Data items ::
==*==
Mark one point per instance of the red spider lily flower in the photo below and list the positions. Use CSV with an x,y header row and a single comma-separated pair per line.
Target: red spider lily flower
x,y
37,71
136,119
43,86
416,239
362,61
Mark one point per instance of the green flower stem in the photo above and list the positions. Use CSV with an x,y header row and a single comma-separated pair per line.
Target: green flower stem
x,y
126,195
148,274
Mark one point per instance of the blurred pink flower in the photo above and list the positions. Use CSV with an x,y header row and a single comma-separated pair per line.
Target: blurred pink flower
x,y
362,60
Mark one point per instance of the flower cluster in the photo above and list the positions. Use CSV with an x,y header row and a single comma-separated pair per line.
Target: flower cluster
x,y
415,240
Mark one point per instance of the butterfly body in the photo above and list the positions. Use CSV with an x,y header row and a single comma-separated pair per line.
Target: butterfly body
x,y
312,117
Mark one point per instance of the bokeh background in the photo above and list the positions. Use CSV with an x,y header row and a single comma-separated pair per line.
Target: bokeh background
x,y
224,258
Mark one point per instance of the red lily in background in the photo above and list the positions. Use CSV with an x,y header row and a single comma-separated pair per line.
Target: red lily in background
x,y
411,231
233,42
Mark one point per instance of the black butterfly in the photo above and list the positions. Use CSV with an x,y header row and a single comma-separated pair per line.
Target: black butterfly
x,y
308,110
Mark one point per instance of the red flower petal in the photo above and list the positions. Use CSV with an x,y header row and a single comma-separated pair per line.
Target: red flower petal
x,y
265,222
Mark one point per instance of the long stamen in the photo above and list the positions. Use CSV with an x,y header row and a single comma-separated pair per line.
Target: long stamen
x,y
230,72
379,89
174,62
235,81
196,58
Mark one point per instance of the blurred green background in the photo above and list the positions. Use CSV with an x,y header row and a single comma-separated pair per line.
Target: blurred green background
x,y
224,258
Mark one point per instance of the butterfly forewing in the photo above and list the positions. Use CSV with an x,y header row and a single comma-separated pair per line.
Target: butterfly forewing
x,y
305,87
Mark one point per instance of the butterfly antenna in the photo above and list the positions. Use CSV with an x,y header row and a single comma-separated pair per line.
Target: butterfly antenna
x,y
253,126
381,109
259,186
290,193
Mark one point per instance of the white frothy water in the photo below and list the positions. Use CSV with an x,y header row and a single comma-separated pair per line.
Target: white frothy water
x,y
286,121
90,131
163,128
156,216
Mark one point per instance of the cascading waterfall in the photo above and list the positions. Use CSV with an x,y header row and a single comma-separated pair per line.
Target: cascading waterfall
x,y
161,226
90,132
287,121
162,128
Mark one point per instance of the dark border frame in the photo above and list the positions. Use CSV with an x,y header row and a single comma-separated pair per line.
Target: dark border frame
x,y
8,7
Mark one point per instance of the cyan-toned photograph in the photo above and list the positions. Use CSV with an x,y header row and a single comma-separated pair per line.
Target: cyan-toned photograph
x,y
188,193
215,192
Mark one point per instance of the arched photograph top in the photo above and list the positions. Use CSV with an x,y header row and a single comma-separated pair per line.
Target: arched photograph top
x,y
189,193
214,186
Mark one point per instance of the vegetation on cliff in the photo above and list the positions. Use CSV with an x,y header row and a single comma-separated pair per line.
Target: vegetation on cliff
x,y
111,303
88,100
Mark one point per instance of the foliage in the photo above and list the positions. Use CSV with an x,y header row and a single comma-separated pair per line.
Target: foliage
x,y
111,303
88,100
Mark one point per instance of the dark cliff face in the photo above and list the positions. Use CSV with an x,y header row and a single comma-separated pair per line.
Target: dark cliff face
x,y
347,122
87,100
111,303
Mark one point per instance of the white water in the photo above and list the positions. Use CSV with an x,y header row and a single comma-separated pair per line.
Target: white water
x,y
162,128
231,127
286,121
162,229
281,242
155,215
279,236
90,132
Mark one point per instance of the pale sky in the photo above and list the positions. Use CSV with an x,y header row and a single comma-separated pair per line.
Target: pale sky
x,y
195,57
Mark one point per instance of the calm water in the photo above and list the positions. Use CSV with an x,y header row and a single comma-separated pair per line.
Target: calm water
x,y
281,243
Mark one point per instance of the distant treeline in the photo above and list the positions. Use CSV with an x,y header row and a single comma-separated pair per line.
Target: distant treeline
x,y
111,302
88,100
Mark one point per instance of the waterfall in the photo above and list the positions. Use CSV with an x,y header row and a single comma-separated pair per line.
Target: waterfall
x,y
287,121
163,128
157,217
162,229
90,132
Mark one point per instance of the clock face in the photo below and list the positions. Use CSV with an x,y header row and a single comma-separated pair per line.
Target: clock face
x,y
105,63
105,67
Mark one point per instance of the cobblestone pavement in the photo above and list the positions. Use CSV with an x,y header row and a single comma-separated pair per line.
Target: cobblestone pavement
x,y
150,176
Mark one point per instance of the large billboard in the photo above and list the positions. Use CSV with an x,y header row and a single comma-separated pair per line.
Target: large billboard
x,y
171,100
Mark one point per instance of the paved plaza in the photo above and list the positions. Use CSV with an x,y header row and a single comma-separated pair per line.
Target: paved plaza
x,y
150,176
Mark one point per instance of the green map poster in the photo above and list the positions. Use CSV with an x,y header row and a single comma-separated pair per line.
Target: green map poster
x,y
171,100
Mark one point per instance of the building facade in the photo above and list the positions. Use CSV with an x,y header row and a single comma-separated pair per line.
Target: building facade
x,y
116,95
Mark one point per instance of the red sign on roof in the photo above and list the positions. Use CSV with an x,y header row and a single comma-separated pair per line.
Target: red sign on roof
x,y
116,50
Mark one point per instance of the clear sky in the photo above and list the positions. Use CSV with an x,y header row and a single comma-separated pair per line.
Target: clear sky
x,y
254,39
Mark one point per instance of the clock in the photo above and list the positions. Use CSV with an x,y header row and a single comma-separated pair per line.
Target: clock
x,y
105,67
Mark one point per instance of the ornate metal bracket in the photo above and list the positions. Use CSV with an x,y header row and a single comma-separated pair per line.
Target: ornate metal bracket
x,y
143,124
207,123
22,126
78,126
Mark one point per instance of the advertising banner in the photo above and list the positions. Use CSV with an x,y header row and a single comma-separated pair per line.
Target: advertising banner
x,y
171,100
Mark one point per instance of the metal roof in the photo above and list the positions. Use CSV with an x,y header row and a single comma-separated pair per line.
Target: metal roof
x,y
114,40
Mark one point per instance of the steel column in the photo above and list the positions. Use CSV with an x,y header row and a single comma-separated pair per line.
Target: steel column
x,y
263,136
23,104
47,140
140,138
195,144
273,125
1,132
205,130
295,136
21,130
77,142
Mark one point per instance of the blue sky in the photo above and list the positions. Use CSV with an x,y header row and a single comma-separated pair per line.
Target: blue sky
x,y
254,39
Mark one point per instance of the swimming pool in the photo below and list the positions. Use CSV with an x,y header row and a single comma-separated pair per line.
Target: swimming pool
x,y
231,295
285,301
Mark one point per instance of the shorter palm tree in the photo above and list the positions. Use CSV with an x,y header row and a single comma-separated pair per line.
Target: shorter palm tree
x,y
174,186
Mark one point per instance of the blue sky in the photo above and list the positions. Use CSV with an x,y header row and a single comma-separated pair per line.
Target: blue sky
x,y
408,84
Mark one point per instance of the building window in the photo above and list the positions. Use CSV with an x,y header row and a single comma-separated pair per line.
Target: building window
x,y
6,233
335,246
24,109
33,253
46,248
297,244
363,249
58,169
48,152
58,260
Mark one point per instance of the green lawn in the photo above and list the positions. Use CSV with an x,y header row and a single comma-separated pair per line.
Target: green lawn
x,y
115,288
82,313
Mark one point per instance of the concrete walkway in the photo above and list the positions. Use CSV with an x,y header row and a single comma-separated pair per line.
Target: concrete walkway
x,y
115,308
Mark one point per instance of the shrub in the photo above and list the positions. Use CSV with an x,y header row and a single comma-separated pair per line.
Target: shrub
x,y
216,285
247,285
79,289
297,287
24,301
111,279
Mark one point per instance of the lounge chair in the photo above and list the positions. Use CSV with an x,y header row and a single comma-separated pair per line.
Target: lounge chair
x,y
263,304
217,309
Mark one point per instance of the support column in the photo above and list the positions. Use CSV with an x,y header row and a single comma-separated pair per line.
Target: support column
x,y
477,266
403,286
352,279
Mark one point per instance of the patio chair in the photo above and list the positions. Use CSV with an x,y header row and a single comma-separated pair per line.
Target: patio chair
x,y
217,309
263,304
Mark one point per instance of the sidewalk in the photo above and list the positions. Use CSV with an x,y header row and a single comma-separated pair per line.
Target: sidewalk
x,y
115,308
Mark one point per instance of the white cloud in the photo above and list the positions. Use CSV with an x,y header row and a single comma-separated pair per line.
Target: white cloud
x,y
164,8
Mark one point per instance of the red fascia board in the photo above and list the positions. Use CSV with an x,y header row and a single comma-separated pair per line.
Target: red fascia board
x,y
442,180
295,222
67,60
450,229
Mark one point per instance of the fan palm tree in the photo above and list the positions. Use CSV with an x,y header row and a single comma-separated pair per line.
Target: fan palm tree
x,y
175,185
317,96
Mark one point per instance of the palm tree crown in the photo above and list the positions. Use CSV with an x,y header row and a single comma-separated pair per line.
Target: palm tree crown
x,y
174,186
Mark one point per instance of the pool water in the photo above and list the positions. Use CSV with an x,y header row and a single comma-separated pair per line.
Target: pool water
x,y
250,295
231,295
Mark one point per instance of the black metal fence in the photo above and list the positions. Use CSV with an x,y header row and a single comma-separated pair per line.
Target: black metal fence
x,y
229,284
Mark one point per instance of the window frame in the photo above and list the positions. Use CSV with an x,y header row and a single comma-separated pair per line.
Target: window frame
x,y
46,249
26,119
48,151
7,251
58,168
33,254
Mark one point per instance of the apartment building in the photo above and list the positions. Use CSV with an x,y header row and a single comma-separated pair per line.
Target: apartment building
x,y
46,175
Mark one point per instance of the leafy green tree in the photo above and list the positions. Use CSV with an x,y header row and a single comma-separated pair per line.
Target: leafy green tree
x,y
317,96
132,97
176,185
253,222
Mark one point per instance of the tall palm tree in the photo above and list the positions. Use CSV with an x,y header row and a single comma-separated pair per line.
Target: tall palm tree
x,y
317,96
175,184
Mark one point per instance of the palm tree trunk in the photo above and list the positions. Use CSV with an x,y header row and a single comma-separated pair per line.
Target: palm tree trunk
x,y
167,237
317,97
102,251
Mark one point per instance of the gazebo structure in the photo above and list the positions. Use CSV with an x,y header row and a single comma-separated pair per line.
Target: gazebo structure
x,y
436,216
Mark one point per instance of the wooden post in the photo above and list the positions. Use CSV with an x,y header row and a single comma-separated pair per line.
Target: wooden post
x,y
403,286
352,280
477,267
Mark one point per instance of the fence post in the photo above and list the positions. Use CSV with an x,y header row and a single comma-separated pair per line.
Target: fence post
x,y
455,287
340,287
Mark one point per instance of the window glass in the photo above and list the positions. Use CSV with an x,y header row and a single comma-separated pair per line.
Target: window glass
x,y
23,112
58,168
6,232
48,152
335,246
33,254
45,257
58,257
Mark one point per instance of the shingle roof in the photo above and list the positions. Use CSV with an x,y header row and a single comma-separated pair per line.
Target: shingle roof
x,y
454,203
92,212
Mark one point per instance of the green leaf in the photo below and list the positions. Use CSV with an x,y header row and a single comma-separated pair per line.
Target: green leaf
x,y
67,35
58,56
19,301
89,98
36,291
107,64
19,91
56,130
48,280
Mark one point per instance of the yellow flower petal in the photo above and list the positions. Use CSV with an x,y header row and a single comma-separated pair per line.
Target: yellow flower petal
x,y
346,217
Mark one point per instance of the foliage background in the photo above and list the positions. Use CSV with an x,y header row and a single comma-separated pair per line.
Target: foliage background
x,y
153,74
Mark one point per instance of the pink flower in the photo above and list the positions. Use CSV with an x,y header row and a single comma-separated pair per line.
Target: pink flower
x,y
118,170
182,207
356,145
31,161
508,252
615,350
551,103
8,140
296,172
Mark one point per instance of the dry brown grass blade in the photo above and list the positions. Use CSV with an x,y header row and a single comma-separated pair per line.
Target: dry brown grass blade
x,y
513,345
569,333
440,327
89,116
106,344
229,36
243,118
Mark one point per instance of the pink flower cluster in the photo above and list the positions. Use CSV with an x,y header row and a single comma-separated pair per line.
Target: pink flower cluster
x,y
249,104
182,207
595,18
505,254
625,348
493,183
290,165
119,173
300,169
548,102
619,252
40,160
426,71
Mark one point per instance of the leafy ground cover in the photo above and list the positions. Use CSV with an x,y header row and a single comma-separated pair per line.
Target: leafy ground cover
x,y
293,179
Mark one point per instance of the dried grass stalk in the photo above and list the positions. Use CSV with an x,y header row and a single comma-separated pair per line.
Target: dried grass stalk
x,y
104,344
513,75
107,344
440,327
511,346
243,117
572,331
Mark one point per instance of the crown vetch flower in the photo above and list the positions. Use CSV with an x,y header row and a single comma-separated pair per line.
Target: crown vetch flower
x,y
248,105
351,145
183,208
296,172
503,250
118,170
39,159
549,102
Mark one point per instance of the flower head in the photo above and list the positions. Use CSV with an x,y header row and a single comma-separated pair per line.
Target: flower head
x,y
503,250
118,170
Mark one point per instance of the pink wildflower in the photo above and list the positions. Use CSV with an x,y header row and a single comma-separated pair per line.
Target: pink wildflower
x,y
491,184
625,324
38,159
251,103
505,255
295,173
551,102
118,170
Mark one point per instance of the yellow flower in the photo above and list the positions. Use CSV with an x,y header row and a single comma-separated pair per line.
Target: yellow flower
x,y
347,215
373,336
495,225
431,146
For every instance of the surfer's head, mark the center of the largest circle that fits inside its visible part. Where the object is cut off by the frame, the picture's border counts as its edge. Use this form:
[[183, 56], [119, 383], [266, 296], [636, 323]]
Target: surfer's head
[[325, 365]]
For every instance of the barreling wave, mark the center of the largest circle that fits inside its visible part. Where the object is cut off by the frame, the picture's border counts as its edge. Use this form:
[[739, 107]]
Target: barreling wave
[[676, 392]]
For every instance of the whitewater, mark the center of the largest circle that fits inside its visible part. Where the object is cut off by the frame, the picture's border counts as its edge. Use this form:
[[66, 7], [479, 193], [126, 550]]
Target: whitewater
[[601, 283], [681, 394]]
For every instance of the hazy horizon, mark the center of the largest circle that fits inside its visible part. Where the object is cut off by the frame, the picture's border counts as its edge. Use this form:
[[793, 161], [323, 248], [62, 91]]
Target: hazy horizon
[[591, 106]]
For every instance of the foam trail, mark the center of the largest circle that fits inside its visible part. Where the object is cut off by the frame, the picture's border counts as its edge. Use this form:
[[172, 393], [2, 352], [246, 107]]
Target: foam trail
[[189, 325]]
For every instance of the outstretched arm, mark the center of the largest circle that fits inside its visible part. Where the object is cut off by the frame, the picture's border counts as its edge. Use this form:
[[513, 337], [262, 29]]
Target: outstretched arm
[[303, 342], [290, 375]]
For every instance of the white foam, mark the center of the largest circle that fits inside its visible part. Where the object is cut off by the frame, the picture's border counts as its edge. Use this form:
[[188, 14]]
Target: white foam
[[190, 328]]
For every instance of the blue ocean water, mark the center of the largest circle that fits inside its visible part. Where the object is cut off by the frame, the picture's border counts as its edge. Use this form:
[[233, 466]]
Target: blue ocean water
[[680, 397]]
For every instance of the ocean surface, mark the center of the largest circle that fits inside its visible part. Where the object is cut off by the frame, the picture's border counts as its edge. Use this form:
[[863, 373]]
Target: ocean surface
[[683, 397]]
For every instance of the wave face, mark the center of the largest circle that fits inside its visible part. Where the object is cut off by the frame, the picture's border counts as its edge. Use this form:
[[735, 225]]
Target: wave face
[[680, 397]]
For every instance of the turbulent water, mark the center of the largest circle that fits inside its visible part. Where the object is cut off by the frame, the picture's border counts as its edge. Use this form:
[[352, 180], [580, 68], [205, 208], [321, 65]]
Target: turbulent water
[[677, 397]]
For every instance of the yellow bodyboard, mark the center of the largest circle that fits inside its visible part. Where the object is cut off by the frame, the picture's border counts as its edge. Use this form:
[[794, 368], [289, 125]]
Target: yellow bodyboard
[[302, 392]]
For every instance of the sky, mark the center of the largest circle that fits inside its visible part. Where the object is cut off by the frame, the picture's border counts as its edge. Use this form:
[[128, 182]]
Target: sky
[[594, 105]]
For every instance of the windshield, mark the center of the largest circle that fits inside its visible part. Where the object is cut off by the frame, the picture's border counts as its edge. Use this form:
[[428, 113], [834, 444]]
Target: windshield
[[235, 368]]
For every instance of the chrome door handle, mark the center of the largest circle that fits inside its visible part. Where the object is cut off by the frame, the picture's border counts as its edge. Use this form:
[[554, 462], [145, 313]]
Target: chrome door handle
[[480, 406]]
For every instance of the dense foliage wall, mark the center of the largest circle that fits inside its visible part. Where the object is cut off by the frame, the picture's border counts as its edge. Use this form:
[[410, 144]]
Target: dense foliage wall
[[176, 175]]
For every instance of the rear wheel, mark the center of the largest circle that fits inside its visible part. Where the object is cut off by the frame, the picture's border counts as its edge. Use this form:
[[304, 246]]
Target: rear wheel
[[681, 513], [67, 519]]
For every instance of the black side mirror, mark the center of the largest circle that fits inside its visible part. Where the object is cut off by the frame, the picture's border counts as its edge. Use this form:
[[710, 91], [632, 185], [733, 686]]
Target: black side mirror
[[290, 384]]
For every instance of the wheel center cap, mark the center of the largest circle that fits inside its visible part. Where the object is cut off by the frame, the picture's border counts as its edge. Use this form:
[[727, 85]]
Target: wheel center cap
==*==
Exercise goal :: Only the lines from the one containing "[[710, 91], [632, 185], [733, 686]]" through the final line above should be duplicated, exactly as they stand.

Solution for this problem ::
[[710, 91], [632, 185], [733, 686]]
Target: black side mirror
[[290, 384]]
For every instance of the wheel center cap, mark the center of the largest circle that fits inside its visible part. Where the object is cut off by the frame, the picture's border counts as its edge. Use this form:
[[727, 85]]
Target: wheel center cap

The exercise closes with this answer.